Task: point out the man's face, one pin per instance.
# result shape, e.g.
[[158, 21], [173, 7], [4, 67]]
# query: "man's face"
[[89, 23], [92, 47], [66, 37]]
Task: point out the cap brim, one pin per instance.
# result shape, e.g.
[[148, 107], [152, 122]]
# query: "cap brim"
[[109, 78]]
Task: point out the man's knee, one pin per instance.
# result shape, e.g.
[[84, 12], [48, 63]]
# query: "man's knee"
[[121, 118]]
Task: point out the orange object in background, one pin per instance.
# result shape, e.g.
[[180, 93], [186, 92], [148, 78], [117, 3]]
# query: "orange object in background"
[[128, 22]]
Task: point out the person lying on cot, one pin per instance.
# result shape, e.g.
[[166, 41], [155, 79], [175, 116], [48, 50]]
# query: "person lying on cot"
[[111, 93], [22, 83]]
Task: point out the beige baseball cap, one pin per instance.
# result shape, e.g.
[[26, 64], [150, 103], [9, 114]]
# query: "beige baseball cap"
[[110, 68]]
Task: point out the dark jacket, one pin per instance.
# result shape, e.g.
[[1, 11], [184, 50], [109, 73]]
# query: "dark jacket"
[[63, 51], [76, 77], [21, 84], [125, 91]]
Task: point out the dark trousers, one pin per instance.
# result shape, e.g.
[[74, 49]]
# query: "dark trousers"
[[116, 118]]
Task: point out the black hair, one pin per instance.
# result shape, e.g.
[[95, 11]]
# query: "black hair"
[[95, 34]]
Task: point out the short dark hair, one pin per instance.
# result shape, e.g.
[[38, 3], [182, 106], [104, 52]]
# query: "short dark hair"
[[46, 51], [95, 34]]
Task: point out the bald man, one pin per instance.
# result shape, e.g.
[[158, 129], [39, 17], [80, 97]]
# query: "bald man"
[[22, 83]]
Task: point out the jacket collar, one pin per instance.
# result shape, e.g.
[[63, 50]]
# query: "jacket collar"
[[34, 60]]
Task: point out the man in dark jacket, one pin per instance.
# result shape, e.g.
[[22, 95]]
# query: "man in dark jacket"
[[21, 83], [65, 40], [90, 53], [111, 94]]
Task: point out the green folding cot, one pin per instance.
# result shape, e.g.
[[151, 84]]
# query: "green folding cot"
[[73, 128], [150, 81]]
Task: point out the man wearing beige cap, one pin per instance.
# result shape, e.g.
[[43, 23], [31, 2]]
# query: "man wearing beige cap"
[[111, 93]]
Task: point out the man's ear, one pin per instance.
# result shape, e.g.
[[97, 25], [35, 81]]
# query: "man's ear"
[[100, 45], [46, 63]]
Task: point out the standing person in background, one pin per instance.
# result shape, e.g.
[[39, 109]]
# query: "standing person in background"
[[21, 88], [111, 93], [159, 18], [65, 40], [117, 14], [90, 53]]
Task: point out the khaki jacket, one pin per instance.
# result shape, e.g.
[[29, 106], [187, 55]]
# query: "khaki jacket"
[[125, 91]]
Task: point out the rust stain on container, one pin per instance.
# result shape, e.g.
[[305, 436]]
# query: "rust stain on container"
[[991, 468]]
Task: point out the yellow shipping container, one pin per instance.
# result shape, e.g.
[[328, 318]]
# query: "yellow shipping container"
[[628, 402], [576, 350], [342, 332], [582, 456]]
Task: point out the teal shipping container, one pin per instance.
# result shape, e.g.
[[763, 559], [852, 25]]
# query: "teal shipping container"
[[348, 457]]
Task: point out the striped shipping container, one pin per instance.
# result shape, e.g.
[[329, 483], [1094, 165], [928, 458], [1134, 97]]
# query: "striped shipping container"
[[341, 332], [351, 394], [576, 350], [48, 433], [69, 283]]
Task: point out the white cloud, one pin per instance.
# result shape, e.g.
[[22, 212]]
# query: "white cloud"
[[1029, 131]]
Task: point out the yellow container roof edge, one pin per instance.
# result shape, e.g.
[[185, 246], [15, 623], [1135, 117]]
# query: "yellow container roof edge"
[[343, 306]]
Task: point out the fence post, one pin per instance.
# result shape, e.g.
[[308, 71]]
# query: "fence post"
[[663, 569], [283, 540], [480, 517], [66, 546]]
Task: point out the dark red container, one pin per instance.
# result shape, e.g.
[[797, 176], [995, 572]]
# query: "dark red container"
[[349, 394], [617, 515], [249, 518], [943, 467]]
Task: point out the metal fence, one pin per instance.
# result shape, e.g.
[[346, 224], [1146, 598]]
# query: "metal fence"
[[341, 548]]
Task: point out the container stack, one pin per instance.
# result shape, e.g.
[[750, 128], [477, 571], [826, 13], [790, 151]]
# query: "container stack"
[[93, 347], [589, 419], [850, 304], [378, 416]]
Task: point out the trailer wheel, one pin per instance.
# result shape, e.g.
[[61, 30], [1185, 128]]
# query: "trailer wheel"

□ □ □ □ □

TASK DIRECTIONS:
Reproduce all of the records above word for word, keeping every line in its original order.

EXERCISE SOLUTION:
Task: point out the man's face, one pin per instance.
# result shape, e.g.
[[158, 21], [173, 7], [4, 67]]
# query: "man's face"
[[89, 23], [92, 47], [66, 37]]
Task: point out the cap brim, one pin per instance.
# result shape, e.g.
[[148, 107], [152, 122]]
# query: "cap brim"
[[109, 78]]
Task: point out the man's knee, one pin per instance.
# result shape, e.g.
[[84, 12], [48, 63]]
# query: "man's knee"
[[121, 118]]
Task: point out the orange object in background, one pin per instance.
# result shape, e.g.
[[180, 93], [186, 92], [148, 78], [117, 3]]
# query: "orange object in background"
[[128, 22]]
Task: point out the person lying on cot, one pin per instance.
# result shape, e.g.
[[166, 41], [155, 79], [175, 116], [48, 50]]
# query: "person lying on cot"
[[111, 93], [22, 83]]
Task: point out the beige baseball cap, one pin per instance.
# result shape, e.g.
[[26, 64], [150, 103], [9, 114]]
# query: "beige baseball cap"
[[110, 68]]
Task: point out the dark jacket, one pin per instance.
# result shape, e.g.
[[1, 11], [184, 50], [109, 73]]
# query: "dark jacket"
[[63, 51], [76, 77], [21, 84], [125, 91]]
Task: point out the dark trousers, one pin per instance.
# result shape, e.g.
[[74, 49]]
# query: "dark trousers"
[[116, 118]]
Task: point out the black hair, one pin per instance.
# result shape, e.g.
[[95, 11]]
# query: "black hair"
[[95, 34]]
Task: point out the short dark hair, one pin per instance.
# result shape, e.g.
[[38, 3], [182, 106], [104, 52]]
# query: "short dark hair"
[[46, 51], [95, 34]]
Task: point out the bald man, one pin per instance.
# result shape, e.g.
[[158, 129], [39, 17], [80, 97]]
# query: "bald man"
[[22, 83]]
Task: point out the jacket collar, one pin per instance.
# result shape, e.g.
[[63, 50]]
# query: "jacket collar"
[[34, 60]]
Task: point out the man in dark jacket, one pin per instance.
# result shape, e.g.
[[22, 95]]
# query: "man in dark jacket"
[[21, 83], [65, 40], [90, 53], [111, 94]]
Task: point out the green folding cot, one pin per instance.
# result shape, e.g.
[[151, 84]]
# query: "green folding cot"
[[73, 128], [150, 81]]
Task: point out the man wearing beige cap, one pin per instance.
# result shape, e.g.
[[43, 23], [31, 2]]
# query: "man wearing beige cap"
[[111, 93]]
Task: point out the man's ear, one pin per instance.
# result shape, e.g.
[[97, 25], [35, 81]]
# query: "man's ear"
[[100, 45], [46, 63]]
Task: point out the standing person in background, one pin per instance.
# result shape, e.g.
[[39, 109]]
# query: "standing person in background"
[[21, 88], [111, 93], [159, 18], [65, 40], [117, 14], [90, 53]]
Task: point out the khaki jacket, one pin per instance.
# result shape, e.g.
[[29, 106], [187, 55]]
# query: "khaki jacket"
[[125, 91]]
Task: point out the rust stain on container, one pin per instance.
# result shape, e.g.
[[305, 436]]
# query: "rust stain on container"
[[991, 468]]
Task: point out the yellow shipping container, one pin per instance.
# result shape, e.g.
[[328, 318]]
# query: "yellow shipping container"
[[628, 402], [576, 350], [342, 332], [582, 456]]
Task: point out the teal shipping container, one pin per instance.
# result shape, e.g.
[[763, 559], [852, 25]]
# query: "teal shipping container"
[[348, 457]]
Task: point out the striped shipping container, one pin per instance.
# result shape, e.g.
[[329, 483], [1094, 165], [928, 458], [1134, 97]]
# query: "striped shipping container"
[[341, 332], [351, 394], [576, 350], [48, 433], [69, 283]]
Task: point out the white cloud, one pin per instance.
# result shape, e.g.
[[22, 212]]
# query: "white cloud"
[[1029, 131]]
Task: point out the yellow container roof edge, one pin per instance.
# result shape, e.g.
[[185, 246], [15, 623], [1135, 117]]
# query: "yellow container roof edge"
[[343, 306]]
Task: point out the fence post, one pin per instance.
# result shape, e.g.
[[308, 71]]
# query: "fence post"
[[663, 569], [283, 540], [480, 517], [66, 546]]
Task: point out the dark red container, one pin per instance.
# result shape, e.g.
[[797, 176], [995, 572]]
# query: "dark red container"
[[349, 394], [617, 515], [249, 518], [943, 467]]
Task: point out the metal fence, one pin per instance.
# result shape, e.g.
[[346, 224], [1146, 598]]
# query: "metal fence"
[[341, 548]]
Task: point out the container stack, one pin per instance.
# result shape, e.g.
[[750, 128], [477, 571], [826, 13], [790, 151]]
# query: "container stack"
[[93, 347], [589, 419], [850, 304], [378, 416]]
Task: point out the trailer wheel, one pin per instance.
# result shape, e.g.
[[61, 30], [1185, 128]]
# query: "trailer wheel"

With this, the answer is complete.